PROBLEM DESCRIPTION:
Convert the whole listing below into a JSON array of strings, with one string per line and blank lines omitted. Leave the pictures out of the array.

+++ EXCERPTED RECORDS +++

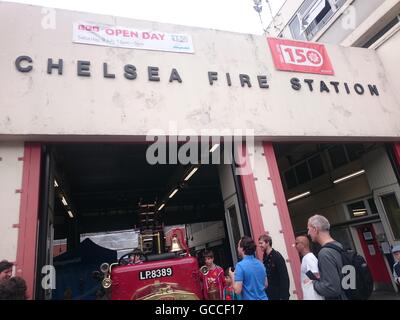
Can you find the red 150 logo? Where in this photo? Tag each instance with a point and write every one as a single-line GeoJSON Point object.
{"type": "Point", "coordinates": [300, 56]}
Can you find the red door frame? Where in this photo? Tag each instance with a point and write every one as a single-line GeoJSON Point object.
{"type": "Point", "coordinates": [377, 265]}
{"type": "Point", "coordinates": [29, 208]}
{"type": "Point", "coordinates": [284, 215]}
{"type": "Point", "coordinates": [396, 148]}
{"type": "Point", "coordinates": [28, 216]}
{"type": "Point", "coordinates": [254, 212]}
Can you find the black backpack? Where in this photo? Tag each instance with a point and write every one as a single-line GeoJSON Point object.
{"type": "Point", "coordinates": [364, 280]}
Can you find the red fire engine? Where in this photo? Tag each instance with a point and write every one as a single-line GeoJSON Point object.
{"type": "Point", "coordinates": [167, 276]}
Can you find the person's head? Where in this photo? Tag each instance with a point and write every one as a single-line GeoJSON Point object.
{"type": "Point", "coordinates": [302, 245]}
{"type": "Point", "coordinates": [135, 256]}
{"type": "Point", "coordinates": [208, 258]}
{"type": "Point", "coordinates": [396, 252]}
{"type": "Point", "coordinates": [228, 279]}
{"type": "Point", "coordinates": [5, 270]}
{"type": "Point", "coordinates": [318, 228]}
{"type": "Point", "coordinates": [246, 246]}
{"type": "Point", "coordinates": [265, 242]}
{"type": "Point", "coordinates": [13, 289]}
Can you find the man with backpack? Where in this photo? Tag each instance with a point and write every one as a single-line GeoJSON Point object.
{"type": "Point", "coordinates": [329, 285]}
{"type": "Point", "coordinates": [343, 275]}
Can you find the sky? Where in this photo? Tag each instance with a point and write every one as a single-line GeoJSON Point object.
{"type": "Point", "coordinates": [228, 15]}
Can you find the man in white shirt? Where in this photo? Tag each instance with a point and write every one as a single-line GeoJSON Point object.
{"type": "Point", "coordinates": [309, 263]}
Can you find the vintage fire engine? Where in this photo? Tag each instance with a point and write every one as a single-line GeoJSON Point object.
{"type": "Point", "coordinates": [167, 276]}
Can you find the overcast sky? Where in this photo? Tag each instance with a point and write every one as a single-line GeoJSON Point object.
{"type": "Point", "coordinates": [231, 15]}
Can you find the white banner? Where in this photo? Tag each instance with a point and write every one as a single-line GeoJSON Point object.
{"type": "Point", "coordinates": [122, 37]}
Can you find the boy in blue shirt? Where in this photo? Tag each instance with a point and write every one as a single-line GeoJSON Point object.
{"type": "Point", "coordinates": [249, 278]}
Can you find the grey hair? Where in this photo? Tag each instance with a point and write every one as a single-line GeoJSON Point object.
{"type": "Point", "coordinates": [319, 222]}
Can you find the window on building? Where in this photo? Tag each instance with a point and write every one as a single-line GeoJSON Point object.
{"type": "Point", "coordinates": [362, 208]}
{"type": "Point", "coordinates": [372, 206]}
{"type": "Point", "coordinates": [290, 178]}
{"type": "Point", "coordinates": [392, 210]}
{"type": "Point", "coordinates": [302, 173]}
{"type": "Point", "coordinates": [382, 32]}
{"type": "Point", "coordinates": [357, 209]}
{"type": "Point", "coordinates": [312, 16]}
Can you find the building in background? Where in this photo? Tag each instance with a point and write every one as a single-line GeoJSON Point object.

+++

RESPONSE:
[
  "Can you find the red 150 logo? Where in this photo? Tag each instance with a point and write every one as a single-line GeoJSON Point object.",
  "{\"type\": \"Point\", \"coordinates\": [300, 56]}",
  "Can you find the red door frame? Where in this photo? Tag each instance with a point and write every one as a single-line GeoJSON Point object.",
  "{\"type\": \"Point\", \"coordinates\": [377, 265]}",
  "{\"type\": \"Point\", \"coordinates\": [29, 208]}",
  "{\"type\": \"Point\", \"coordinates\": [284, 215]}",
  "{\"type\": \"Point\", \"coordinates\": [396, 148]}",
  "{\"type\": \"Point\", \"coordinates\": [28, 216]}",
  "{\"type\": \"Point\", \"coordinates\": [254, 212]}",
  "Can you find the black backpack? Where in this photo? Tag each instance with a point and write every one as a single-line GeoJSON Point object.",
  "{\"type\": \"Point\", \"coordinates\": [364, 280]}",
  "Can you find the red fire engine? Where in this photo? Tag each instance with a point and write every one as a single-line GeoJSON Point object.",
  "{\"type\": \"Point\", \"coordinates\": [167, 276]}",
  "Can you find the person's head? Where in this photo? Tag each instance with a point and write every one as a single-line GeoJSON Point object.",
  "{\"type\": \"Point\", \"coordinates\": [302, 245]}",
  "{\"type\": \"Point\", \"coordinates\": [135, 256]}",
  "{\"type\": \"Point\", \"coordinates\": [208, 258]}",
  "{\"type\": \"Point\", \"coordinates\": [396, 252]}",
  "{\"type\": \"Point\", \"coordinates\": [228, 279]}",
  "{\"type\": \"Point\", \"coordinates\": [5, 270]}",
  "{\"type\": \"Point\", \"coordinates\": [318, 228]}",
  "{\"type\": \"Point\", \"coordinates\": [246, 246]}",
  "{\"type\": \"Point\", \"coordinates\": [265, 242]}",
  "{\"type\": \"Point\", \"coordinates\": [13, 289]}",
  "Can you find the man with backpack? Where in this photo? Tag each instance with a point and write every one as a single-line GeoJSON Point object.",
  "{\"type\": \"Point\", \"coordinates\": [329, 285]}",
  "{\"type\": \"Point\", \"coordinates\": [343, 275]}",
  "Can you find the sky? Where in this photo? Tag each instance with a point and write every one as a single-line GeoJSON Point object.",
  "{\"type\": \"Point\", \"coordinates\": [228, 15]}",
  "Can you find the man in white shirt? Where in this photo? Tag each instance with a point and write every one as a single-line GeoJSON Point object.",
  "{\"type\": \"Point\", \"coordinates\": [309, 263]}",
  "Can you find the vintage fire engine? Where in this photo? Tag each instance with a point and write every one as a single-line GeoJSON Point object.",
  "{\"type\": \"Point\", \"coordinates\": [167, 276]}",
  "Can you find the overcast sky? Where in this photo? Tag each instance with a point and write every one as a single-line GeoJSON Point object.",
  "{\"type\": \"Point\", \"coordinates\": [231, 15]}",
  "Can you find the white banner? Where in this photo? Tag each instance with a point and write every one as a single-line GeoJSON Point object.",
  "{\"type\": \"Point\", \"coordinates\": [122, 37]}",
  "Can you find the boy in blue shirt? Where in this photo? Tag each instance with a point and write every one as a single-line GeoJSON Point object.",
  "{\"type\": \"Point\", \"coordinates\": [249, 278]}",
  "Can you find the grey hair? Where in this photo? Tag each instance with a point and write every one as a single-line GeoJSON Point object.",
  "{\"type\": \"Point\", \"coordinates\": [319, 222]}",
  "Can you find the window on building? Where in this photo? Tag each instance with a point and write every one as a single-line GeoJSON Point object.",
  "{\"type\": \"Point\", \"coordinates\": [362, 208]}",
  "{\"type\": \"Point\", \"coordinates\": [372, 206]}",
  "{\"type\": \"Point\", \"coordinates\": [290, 178]}",
  "{\"type\": \"Point\", \"coordinates\": [392, 210]}",
  "{\"type\": \"Point\", \"coordinates\": [302, 173]}",
  "{\"type\": \"Point\", \"coordinates\": [382, 32]}",
  "{\"type\": \"Point\", \"coordinates\": [357, 209]}",
  "{\"type\": \"Point\", \"coordinates\": [312, 16]}",
  "Can you find the building in background? Where in this photo? Tag each instance with a point and write every one as a single-line GeoJSON Point object."
]